LESETEXT >>
„Nummer 46, Nummer T23 und Nummer 9, bittääääääää!“
Meine Damen und Herren, wir sind Augenzeugen der sonntäglichen Speisenverlosung im „Viet Food“, dem neuen vietnamesischen Restaurant-Imbiss an der Gutenbergstraße. Etwa 30 Hungrige haben sich eingefunden und warten darauf, daß ihre Nummern aufgerufen werden.
Aus praktischen Gründen sind die 174 verschiedenen Gerichte auf der Speisenkarte der Vietnamesen durchnummeriert, die Namen wie „Mi Terd nus“ und „Ma Ku La Tur“ oder „Sü SSau Er“ kann sich kein deutsches Hirn merken und so bestellt man entweder direkt im Restaurant oder vorher per Telefon das Gewünschte anhand der Nummern.
Da sich die um Restaurantchef Mi Nang gescharte Crew aber weder Tisch, Namen, noch Telefonnummern merkt, ruft man die fertiggewokten Speisen einfach anhand der Nummern aus.
„Nummer ainunakzisch, Teeeee Fimf un‘ doreiundoreisisch mitte Kanton-Sohs!“
Es geht zu wie beim samstäglichen Rentnerbingo in einem überhitzten Gemeindehaus irgendwo im Bible-Belt der südlichen Vereinigten Staaten. Rund dreißig wackere Baldesser stehen in fettgeschwängerter und duftüberladener Imbissluft und murmeln verzweifelt ihre Nummern vor sich hin: „T41, 66, 71, 125…“
Immer und immer wieder wiederholen sie das Mantra der Hungrigen, so als ob ihr Leben davon abhinge. Nur bloß die Nummern nicht vergessen.

Gespeicherte Einträge des Datensatzes:
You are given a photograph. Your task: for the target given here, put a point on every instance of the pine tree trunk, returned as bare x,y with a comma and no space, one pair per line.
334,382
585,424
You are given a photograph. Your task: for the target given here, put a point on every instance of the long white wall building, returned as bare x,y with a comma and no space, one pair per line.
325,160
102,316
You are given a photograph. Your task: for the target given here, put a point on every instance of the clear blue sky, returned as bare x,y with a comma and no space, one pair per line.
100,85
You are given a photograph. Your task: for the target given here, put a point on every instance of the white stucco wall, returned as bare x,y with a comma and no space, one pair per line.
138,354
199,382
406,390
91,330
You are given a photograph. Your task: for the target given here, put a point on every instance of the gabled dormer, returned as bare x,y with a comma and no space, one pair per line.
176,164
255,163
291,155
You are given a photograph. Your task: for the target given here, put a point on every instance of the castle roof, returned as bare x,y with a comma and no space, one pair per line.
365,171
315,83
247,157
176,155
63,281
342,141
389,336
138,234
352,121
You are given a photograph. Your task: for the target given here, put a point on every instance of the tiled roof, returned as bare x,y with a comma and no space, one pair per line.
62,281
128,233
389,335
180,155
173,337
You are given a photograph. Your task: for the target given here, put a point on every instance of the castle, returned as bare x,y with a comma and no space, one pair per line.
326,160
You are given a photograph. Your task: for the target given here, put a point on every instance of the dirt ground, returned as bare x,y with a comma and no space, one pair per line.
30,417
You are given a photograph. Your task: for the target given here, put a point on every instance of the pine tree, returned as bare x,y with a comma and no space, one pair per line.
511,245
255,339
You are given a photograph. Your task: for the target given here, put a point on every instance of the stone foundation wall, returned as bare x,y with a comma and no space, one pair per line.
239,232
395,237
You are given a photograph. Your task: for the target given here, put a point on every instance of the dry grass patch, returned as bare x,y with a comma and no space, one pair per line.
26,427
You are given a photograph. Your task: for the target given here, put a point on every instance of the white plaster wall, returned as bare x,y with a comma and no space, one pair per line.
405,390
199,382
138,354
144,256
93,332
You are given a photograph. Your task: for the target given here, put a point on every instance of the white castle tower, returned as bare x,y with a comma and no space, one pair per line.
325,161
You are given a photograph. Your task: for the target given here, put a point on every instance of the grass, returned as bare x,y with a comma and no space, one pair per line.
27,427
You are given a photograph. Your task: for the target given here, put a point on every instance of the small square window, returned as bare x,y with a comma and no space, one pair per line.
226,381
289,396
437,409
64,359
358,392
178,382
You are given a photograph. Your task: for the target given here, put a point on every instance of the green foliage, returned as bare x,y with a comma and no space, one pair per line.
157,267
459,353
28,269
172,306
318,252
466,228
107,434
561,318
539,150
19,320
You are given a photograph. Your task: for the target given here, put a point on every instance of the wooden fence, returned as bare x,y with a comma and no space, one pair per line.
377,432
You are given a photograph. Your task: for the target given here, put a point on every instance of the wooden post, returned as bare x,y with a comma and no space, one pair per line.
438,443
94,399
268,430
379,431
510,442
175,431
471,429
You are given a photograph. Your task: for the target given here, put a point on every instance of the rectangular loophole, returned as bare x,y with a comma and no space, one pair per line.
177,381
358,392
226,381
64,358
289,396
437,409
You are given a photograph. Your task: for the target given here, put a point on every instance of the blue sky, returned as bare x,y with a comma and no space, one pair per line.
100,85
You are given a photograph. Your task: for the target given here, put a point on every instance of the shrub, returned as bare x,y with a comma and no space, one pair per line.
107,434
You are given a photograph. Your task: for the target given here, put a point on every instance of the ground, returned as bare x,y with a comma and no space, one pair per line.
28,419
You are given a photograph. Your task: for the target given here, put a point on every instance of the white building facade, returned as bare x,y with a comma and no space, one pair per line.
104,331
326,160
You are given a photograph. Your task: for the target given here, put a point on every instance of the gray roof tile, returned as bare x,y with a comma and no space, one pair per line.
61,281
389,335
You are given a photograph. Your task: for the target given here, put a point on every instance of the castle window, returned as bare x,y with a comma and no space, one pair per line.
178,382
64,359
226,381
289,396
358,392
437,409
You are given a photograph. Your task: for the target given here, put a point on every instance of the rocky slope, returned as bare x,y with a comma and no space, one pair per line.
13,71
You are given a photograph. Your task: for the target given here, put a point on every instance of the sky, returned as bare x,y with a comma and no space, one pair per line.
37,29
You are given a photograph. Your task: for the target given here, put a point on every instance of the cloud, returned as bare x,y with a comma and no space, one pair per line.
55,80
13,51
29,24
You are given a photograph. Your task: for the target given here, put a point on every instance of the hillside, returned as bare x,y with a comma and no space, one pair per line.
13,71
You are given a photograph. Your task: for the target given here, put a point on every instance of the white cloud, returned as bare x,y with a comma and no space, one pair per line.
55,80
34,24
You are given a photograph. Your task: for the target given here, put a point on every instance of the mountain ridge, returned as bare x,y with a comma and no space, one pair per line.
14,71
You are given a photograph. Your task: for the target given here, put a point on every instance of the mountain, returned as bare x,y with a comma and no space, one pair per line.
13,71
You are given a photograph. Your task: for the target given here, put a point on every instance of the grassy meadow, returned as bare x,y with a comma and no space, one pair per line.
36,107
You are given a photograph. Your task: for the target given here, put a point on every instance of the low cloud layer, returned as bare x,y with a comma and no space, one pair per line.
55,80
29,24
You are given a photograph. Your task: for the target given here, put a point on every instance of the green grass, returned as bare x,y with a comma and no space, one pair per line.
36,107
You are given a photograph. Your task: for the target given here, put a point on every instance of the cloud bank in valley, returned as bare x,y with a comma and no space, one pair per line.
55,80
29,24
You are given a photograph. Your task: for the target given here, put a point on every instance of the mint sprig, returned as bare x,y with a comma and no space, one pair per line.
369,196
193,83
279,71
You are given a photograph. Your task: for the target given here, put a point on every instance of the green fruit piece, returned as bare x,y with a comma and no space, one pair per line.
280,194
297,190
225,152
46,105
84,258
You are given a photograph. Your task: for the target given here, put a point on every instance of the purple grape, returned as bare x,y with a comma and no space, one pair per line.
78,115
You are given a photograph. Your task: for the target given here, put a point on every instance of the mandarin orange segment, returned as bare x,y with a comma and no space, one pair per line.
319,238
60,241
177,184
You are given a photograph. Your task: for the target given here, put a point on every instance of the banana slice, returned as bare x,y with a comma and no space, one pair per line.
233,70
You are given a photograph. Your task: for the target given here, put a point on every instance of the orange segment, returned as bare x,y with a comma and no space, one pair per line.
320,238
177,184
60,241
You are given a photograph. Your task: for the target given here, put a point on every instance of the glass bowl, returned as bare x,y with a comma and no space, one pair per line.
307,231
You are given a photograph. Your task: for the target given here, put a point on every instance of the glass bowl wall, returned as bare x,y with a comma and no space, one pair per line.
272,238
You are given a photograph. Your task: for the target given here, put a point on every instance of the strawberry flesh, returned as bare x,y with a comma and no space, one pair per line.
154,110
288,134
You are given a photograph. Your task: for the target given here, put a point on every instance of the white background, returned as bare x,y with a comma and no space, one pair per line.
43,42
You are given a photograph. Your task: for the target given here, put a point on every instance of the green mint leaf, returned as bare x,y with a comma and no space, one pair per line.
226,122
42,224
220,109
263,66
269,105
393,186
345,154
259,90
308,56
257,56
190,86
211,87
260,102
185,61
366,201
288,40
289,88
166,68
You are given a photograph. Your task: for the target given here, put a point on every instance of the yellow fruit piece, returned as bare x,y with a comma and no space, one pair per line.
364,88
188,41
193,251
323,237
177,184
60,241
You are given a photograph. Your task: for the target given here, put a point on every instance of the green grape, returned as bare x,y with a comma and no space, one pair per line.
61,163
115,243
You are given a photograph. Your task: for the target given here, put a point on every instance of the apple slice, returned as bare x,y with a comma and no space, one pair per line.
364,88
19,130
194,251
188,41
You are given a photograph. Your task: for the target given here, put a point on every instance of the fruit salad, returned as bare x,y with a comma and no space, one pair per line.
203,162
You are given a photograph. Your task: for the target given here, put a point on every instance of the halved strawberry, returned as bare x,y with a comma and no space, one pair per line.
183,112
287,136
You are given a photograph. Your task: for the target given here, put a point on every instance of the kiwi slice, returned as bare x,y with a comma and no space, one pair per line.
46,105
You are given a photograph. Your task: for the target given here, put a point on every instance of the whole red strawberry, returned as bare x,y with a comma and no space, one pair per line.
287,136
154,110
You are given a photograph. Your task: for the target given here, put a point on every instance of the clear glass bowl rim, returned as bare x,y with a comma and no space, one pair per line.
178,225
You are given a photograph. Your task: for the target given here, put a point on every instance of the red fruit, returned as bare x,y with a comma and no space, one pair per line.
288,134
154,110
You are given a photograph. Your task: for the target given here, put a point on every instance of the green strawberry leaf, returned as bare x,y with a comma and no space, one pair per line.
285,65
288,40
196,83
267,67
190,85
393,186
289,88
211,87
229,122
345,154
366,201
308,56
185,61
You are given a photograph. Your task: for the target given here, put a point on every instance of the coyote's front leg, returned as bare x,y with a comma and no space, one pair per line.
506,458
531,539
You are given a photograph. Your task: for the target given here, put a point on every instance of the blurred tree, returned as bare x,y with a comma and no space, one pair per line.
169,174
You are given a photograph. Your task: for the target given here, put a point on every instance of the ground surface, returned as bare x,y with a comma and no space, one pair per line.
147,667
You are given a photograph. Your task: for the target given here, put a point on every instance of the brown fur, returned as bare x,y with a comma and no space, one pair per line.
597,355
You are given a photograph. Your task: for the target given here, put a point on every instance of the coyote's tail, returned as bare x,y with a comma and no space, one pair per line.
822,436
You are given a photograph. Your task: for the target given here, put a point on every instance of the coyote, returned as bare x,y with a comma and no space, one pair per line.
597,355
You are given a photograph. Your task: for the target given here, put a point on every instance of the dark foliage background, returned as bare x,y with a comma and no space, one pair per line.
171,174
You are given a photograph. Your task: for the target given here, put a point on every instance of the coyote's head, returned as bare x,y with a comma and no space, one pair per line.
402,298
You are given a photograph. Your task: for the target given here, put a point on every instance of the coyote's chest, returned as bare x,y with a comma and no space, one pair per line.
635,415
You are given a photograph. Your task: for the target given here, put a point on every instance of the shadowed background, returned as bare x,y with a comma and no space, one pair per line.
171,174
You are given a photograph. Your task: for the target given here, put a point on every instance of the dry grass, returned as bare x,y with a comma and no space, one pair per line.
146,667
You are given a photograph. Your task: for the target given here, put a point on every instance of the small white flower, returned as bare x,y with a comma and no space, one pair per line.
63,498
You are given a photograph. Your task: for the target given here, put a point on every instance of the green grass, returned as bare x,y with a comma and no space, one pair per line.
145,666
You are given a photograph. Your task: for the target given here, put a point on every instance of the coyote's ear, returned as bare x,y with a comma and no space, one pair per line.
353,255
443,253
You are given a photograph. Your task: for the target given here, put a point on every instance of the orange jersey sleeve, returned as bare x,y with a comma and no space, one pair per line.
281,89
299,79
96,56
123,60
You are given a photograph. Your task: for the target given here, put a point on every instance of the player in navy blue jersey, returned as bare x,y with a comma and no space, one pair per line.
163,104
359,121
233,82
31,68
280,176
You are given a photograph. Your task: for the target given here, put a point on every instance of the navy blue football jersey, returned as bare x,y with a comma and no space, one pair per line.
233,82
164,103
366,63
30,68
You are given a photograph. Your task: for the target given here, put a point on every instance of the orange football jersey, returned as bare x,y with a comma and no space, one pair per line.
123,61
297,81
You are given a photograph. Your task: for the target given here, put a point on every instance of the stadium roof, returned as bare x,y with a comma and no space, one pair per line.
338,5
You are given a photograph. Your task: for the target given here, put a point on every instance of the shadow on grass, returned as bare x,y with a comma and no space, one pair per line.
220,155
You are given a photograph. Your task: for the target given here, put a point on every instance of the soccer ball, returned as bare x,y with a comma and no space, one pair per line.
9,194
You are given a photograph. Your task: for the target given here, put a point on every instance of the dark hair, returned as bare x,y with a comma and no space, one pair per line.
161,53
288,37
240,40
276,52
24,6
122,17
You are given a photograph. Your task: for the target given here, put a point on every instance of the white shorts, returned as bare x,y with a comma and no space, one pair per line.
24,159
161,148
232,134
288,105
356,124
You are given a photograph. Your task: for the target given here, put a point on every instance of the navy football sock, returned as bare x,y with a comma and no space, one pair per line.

AUFGABENSTELLUNG >>
Wie viele verschiedene Gerichte umfasst laut dem Lesetext die Speisenkarte im „Viet Food“? Die Einträge werden für die Bearbeitung nicht gebraucht.

MUSTERLÖSUNG >>
174 verschiedene Gerichte.